Would you restate all the entries exactly, leaving nothing out?

Point localization data
= Beginning of Section =
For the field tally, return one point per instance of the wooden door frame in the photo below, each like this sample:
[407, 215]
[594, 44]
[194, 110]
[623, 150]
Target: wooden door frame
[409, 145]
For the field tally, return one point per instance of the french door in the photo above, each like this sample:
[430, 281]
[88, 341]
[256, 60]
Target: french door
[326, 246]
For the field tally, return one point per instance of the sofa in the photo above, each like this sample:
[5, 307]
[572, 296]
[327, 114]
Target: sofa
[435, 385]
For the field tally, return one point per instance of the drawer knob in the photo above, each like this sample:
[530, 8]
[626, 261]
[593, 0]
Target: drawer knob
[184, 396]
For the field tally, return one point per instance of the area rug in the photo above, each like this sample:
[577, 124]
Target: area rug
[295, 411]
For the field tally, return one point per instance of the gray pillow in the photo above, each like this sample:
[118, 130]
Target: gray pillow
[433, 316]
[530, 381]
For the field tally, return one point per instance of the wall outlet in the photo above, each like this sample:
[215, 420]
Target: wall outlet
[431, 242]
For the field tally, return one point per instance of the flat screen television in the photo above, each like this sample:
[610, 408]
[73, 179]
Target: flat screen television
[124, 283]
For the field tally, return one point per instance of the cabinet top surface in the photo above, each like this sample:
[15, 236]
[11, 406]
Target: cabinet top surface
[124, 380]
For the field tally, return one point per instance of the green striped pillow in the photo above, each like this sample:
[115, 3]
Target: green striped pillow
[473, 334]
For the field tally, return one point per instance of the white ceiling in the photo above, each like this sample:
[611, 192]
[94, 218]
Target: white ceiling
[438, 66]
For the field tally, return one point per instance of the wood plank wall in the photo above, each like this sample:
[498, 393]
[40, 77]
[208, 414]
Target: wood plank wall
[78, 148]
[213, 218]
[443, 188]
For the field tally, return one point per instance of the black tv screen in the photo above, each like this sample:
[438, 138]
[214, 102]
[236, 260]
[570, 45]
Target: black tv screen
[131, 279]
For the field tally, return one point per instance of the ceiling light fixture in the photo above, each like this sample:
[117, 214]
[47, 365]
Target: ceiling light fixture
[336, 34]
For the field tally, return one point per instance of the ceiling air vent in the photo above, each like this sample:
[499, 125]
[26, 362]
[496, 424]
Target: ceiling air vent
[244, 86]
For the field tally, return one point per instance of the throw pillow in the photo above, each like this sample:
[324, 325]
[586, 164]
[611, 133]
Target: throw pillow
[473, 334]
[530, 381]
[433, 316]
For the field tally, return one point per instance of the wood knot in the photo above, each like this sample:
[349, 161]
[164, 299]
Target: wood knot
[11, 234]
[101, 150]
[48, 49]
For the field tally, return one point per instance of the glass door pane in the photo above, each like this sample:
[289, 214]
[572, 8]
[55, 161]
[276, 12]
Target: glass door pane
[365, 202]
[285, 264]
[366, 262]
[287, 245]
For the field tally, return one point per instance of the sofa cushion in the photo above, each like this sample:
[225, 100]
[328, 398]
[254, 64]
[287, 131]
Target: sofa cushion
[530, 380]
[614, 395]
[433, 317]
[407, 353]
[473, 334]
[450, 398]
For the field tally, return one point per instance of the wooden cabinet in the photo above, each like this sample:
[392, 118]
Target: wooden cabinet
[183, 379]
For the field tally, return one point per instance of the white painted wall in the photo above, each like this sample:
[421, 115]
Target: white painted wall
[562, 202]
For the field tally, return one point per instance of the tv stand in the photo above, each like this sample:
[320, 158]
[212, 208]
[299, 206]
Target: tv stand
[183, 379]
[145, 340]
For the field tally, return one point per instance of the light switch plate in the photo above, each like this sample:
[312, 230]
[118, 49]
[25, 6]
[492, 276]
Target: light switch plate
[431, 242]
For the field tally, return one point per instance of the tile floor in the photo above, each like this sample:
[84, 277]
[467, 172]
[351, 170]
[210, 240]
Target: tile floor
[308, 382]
= End of Section =
**Output of the task**:
For the field tally, return one point per instance of the wooden door frame in the photo below, each like this sample:
[407, 215]
[594, 44]
[194, 110]
[623, 150]
Target: wooden door frame
[409, 145]
For the field tally, return one point per instance of the french door in the photo above, each like this sample:
[430, 281]
[88, 341]
[256, 60]
Target: french door
[326, 246]
For the field tally, return one point per instance of the sofa in the photo above, each like this sample:
[5, 307]
[572, 296]
[327, 114]
Target: sofa
[435, 385]
For the field tally, return one point per instance of the drawer knob in the photo above, each like this sample:
[530, 8]
[626, 261]
[593, 0]
Target: drawer knob
[184, 396]
For the field tally, return one point per instance of the area rug in the photo above, each like this sample:
[577, 124]
Target: area rug
[295, 411]
For the field tally, return one point per instance of the gray pillow in the photo above, each like this sample:
[118, 130]
Target: gray pillow
[433, 316]
[530, 381]
For the field tally, return one point per instance of the wall outlet in the photo above, each like this sample:
[215, 420]
Target: wall outlet
[431, 242]
For the field tally, return one point per instance of the flat screen television in the photo above, each like this sample:
[610, 408]
[73, 179]
Target: flat screen television
[124, 283]
For the field tally, return one point per instance of the cabinet top surface in the photo above, each like this sample:
[15, 236]
[11, 406]
Target: cabinet top surface
[124, 380]
For the field tally, return one point per instance of the green striped pillow in the photo above, each like this sample:
[115, 3]
Target: green striped pillow
[473, 334]
For the field tally, return one point per instance of the white ceiling in the photo above, each like this sample:
[611, 192]
[94, 218]
Target: white ceiling
[438, 66]
For the field tally, return one point per instance of the wood plank wall in the photo above, each like this sample:
[498, 393]
[40, 77]
[208, 414]
Target: wood plank wall
[78, 148]
[213, 218]
[443, 188]
For the field tally, return one point per instance of the black tv screen in the photo above, each like this sample:
[438, 138]
[214, 102]
[236, 260]
[570, 45]
Target: black tv screen
[131, 279]
For the field tally, return one point per instance of the ceiling light fixture in the photo above, each like this sample:
[117, 214]
[47, 365]
Target: ceiling light fixture
[336, 34]
For the field tally, return one point per instance of the ceiling air vent in the photo above, each like this sample:
[499, 125]
[26, 362]
[496, 424]
Target: ceiling air vent
[244, 86]
For the field tally, return one point per instance of the throw pillow in the photo above, each like this sample:
[324, 325]
[586, 164]
[611, 133]
Target: throw pillow
[473, 334]
[530, 381]
[433, 316]
For the field tally, return one point per instance of the wood knot in the photo above, each like this sample:
[349, 161]
[164, 299]
Target: wood knot
[11, 234]
[101, 150]
[48, 49]
For the field tally, return one point per instance of the glass door pane in the photo above, each like this sample:
[289, 214]
[572, 8]
[55, 161]
[276, 12]
Target: glass door pane
[365, 202]
[285, 264]
[366, 262]
[287, 245]
For the field tally, return one point per instance of the sofa cushion in the photo above, each like this sample:
[225, 100]
[328, 398]
[254, 64]
[287, 131]
Target: sofa cushion
[530, 380]
[614, 395]
[433, 317]
[407, 353]
[473, 334]
[450, 398]
For the field tally, return one point per instance of the wooden cabinet in the photo above, each like this sample:
[392, 118]
Target: wooden cabinet
[183, 379]
For the field tally, return one point per instance of the white painted wall in the photo above, each like this sample:
[421, 115]
Target: white painted wall
[562, 202]
For the field tally, return one point per instance of the tv stand in the photo above, each like this sample:
[320, 158]
[212, 208]
[299, 206]
Target: tv stand
[183, 379]
[145, 340]
For the field tally, return one point per instance of the light switch plate in the photo above, each like this sample:
[312, 230]
[118, 49]
[25, 6]
[492, 276]
Target: light switch plate
[431, 242]
For the field tally, return one point per instance of the tile floor in the photo above, each like this sample:
[84, 277]
[467, 172]
[351, 170]
[210, 240]
Target: tile floor
[308, 382]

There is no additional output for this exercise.